● Reading text
Study Debunks Lunar Myth About Mental Illness
11/20/2012 2:15 AM ET

The influence of moon on human behavior is intriguing because it is a widely held belief that violent crimes, psychotic behavior, suicides, accidents, depression, drug overdoses, animal bites and why, even stock market fluctuations occur around the time of full moon.

Guess what? Nearly 80% of casualty nurses and 64% of doctors believe that the lunar cycle affects their patients' mental health. It is this belief that makes hospitals and police departments to deploy extra staff during full moons.

But a new study conducted by a team of researchers led by Professor Geneviève Belleville of Université Laval's School of Psychology has debunked the connection of full moon and psychological problems.

In order to determine if the myth linking the moon to mental disorders was true, the researchers evaluated 771 individuals who visited emergency rooms with chest pains at Montreal's Sacré-Coeur Hospital and Hôtel-Dieu de Lévis between March 2005 and April 2008.

An examination into the patients' mental health revealed that a majority of them suffered from panic attacks, anxiety and mood disorders, or suicidal thoughts. The moon phase in which each of the hospital visits occurred was determined using lunar calendars.

As the moon orbits the earth, based on the changing relative positions of the earth, moon, and sun, the moon goes through four major phases - New, 1st Quarter, Full and Last or 3rd Quarter.

According to the researchers, the results of their analyses revealed no link between the incidence of psychological problems and the four lunar phases, contrary to the widespread belief.

Commenting on the findings Belleville said, "We hope our results will encourage health professionals to put the idea that the lunar cycle affects patients' mental health to rest. Otherwise, this misperception could, on the one hand, color their judgment during the full moon phase; or, on the other hand, make them less attentive to psychological problems that surface during the remainder of the month."

● Tasks for this exercise
**1.** According to the article on the lunar myth, how many individuals did the researchers evaluate?
**2.** Please write out the part of the article on the lunar myth that opens with the words containing "According to the" and closes with "the widespread belief.".

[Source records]
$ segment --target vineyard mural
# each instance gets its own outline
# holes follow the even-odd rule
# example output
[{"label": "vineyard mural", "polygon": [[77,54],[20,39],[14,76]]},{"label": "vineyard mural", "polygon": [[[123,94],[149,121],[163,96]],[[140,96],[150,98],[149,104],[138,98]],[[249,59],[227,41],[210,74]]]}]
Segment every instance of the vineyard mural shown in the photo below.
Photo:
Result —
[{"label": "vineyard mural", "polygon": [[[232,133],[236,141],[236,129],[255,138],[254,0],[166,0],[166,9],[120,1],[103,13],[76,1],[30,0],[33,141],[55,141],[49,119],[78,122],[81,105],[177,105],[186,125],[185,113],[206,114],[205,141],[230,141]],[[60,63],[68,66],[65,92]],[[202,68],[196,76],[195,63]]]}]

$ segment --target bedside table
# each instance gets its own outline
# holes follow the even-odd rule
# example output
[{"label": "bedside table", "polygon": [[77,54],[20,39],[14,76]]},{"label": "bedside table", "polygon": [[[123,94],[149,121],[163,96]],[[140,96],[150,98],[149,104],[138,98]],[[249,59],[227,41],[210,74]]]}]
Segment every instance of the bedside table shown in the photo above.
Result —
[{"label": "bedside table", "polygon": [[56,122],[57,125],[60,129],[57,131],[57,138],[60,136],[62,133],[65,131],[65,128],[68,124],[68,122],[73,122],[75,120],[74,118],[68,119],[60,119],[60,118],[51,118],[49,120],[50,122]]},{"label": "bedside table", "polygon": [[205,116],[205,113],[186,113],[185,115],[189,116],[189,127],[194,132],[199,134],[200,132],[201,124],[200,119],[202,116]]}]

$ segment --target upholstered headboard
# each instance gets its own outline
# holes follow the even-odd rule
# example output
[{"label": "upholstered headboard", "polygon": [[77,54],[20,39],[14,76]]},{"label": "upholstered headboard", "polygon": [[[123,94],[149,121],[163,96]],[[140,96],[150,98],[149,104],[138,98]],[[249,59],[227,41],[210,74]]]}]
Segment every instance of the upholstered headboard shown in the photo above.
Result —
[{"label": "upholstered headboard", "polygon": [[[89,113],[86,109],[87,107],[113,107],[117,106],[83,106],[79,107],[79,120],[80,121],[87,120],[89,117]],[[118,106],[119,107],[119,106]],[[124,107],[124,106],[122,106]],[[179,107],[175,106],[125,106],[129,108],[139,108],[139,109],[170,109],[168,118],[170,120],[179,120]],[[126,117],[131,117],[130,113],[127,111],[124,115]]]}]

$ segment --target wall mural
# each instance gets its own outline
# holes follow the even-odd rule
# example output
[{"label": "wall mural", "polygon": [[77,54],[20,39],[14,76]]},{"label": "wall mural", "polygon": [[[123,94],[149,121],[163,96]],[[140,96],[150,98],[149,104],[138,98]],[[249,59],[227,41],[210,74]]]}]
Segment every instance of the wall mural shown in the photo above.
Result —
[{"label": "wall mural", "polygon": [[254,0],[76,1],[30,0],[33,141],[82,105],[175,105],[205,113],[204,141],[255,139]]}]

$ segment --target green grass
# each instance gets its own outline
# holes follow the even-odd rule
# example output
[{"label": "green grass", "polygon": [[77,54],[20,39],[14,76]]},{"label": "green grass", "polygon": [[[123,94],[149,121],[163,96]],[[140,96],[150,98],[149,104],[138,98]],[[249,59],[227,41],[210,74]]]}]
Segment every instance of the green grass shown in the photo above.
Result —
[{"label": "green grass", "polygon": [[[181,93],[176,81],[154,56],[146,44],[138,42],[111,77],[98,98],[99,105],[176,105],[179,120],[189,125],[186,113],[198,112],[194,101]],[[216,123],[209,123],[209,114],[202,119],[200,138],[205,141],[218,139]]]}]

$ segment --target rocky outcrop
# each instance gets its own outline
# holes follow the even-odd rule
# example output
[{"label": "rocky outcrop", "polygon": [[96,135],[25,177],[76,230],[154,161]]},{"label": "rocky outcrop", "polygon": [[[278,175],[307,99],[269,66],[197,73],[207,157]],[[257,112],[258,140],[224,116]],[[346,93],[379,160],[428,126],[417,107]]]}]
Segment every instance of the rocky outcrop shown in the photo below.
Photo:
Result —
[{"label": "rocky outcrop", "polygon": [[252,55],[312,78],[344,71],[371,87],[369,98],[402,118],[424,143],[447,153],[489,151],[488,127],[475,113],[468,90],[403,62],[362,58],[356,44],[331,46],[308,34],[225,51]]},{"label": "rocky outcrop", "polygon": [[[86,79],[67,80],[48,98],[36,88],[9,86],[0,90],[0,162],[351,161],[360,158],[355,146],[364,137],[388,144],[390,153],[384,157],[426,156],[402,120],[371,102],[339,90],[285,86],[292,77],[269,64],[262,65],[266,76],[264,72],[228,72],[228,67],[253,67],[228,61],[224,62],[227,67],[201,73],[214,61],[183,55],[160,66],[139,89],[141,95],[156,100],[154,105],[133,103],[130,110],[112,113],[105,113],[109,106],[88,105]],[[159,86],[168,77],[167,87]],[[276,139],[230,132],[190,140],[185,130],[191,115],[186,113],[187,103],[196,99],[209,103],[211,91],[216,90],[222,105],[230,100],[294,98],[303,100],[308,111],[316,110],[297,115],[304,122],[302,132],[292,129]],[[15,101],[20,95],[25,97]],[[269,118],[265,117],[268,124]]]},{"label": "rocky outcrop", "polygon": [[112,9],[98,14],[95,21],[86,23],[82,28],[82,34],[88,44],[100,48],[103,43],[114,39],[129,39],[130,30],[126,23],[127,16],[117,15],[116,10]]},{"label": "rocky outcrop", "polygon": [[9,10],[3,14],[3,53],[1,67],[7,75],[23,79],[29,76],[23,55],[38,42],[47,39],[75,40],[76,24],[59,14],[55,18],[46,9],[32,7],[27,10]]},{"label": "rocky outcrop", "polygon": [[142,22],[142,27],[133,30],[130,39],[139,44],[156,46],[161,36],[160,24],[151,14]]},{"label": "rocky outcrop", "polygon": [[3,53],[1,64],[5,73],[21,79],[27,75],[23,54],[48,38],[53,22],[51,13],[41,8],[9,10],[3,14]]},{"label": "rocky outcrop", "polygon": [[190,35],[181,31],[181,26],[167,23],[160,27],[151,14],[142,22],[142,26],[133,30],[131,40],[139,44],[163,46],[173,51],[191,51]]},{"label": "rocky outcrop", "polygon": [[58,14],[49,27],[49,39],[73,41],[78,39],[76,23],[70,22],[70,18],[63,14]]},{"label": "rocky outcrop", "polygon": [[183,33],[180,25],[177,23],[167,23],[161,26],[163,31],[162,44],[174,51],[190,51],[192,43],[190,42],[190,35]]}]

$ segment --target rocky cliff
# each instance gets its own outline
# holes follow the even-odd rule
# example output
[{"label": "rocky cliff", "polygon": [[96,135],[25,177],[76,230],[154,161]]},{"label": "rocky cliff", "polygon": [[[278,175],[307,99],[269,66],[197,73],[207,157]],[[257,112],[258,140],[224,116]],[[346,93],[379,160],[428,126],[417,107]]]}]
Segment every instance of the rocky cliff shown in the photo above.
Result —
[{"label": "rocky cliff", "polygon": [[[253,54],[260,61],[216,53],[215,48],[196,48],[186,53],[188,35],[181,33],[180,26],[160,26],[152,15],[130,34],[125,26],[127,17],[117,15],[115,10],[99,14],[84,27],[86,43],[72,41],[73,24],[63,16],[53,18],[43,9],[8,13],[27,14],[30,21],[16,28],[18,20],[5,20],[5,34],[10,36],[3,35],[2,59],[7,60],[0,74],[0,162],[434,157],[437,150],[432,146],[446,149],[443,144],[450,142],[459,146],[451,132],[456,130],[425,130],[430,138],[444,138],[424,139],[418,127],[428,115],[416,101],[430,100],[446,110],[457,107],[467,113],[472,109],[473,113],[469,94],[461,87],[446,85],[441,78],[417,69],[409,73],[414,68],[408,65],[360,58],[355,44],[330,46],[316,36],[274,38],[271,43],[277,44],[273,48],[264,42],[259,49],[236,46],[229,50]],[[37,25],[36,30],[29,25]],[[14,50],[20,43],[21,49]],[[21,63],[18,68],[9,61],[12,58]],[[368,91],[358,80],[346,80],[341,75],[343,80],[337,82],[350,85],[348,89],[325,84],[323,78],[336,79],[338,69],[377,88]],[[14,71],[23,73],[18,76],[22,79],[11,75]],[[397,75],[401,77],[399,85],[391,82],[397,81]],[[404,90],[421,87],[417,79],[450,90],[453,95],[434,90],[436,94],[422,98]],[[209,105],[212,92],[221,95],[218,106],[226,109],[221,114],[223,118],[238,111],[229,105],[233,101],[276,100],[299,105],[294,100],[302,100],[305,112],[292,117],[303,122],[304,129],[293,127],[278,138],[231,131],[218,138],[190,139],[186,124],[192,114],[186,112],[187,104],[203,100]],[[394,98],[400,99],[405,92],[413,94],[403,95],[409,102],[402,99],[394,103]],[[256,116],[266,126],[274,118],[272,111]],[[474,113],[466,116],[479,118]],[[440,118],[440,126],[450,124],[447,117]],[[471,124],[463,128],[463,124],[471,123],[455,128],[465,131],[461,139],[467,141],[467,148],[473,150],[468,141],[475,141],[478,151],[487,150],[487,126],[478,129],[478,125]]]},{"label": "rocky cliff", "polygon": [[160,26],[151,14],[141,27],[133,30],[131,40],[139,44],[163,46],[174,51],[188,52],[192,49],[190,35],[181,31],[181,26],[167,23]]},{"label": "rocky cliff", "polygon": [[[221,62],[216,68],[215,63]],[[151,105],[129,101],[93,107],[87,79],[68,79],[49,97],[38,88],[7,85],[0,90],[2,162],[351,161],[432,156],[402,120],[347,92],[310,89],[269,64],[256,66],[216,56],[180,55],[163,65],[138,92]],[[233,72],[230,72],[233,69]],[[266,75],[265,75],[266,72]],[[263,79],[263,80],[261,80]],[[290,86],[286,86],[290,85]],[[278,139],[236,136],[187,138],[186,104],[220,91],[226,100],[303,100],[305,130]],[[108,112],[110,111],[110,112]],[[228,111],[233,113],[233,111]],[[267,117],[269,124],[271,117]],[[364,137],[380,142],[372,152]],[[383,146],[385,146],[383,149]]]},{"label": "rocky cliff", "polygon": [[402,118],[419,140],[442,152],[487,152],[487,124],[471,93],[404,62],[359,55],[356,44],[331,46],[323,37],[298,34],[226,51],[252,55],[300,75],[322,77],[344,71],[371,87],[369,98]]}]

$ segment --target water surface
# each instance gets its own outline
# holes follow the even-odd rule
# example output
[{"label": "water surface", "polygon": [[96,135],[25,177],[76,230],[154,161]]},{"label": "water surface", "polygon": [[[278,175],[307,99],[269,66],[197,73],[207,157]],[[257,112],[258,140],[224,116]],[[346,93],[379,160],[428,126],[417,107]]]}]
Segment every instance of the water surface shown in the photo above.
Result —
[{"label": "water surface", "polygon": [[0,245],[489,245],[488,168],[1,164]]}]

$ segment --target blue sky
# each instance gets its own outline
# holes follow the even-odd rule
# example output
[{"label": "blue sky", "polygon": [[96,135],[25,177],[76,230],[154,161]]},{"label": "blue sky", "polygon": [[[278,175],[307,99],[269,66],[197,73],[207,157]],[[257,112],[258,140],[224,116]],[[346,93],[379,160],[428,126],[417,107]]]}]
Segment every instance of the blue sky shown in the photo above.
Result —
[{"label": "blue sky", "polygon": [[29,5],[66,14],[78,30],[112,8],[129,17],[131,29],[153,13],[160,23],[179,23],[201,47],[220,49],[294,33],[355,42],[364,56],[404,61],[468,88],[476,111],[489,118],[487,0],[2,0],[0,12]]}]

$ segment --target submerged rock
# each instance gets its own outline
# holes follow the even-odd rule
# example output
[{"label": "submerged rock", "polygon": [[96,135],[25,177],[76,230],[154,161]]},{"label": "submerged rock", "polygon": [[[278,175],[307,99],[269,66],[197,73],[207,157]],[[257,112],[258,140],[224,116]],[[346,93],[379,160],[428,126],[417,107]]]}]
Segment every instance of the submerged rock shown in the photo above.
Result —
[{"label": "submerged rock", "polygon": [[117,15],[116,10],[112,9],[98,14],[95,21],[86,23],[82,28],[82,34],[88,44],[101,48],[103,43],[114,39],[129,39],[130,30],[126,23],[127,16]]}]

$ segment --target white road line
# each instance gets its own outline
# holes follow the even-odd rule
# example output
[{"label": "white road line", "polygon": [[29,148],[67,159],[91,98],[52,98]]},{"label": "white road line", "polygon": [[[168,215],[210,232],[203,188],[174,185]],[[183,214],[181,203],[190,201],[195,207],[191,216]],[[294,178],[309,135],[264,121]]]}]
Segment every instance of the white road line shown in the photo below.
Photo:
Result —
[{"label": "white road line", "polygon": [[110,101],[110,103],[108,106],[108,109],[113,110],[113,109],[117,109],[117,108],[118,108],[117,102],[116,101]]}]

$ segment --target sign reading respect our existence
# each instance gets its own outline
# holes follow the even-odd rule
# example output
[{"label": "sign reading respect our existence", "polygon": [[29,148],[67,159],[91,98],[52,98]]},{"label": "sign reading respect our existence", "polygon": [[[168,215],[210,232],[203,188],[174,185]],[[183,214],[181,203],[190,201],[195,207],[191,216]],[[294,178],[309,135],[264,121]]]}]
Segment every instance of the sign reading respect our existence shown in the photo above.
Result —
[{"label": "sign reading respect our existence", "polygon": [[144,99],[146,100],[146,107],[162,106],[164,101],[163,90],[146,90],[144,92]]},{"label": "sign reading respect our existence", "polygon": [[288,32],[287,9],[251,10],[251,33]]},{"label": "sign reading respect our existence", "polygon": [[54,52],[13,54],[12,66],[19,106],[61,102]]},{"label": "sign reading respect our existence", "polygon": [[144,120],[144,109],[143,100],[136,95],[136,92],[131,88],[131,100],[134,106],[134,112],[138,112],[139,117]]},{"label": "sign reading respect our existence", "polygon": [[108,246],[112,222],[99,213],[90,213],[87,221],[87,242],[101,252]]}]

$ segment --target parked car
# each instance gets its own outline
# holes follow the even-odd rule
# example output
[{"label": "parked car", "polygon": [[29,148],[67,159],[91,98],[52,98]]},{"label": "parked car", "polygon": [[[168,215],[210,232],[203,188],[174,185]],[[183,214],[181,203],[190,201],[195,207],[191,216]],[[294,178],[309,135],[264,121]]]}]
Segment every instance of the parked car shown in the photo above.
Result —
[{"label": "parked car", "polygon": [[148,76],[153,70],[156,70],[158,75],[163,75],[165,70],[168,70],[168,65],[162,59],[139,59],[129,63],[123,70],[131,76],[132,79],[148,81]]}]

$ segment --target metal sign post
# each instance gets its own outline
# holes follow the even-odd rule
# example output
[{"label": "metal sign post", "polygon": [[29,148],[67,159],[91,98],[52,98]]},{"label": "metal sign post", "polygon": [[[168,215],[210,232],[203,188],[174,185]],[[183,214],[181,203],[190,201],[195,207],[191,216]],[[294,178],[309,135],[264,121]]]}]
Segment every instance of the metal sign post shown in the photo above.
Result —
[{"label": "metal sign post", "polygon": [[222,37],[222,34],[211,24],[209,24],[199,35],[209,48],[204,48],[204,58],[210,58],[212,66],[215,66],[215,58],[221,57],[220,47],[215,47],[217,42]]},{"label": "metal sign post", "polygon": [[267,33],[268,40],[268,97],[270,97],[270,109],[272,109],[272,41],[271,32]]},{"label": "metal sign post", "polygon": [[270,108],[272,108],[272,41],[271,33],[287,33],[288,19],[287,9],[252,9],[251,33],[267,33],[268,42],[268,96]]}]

● Results for the exercise
**1.** 771 individuals who went to emergency rooms with chest pains.

**2.**
According to the researchers, the results of their analyses revealed no link between the incidence of psychological problems and the four lunar phases, contrary to the widespread belief.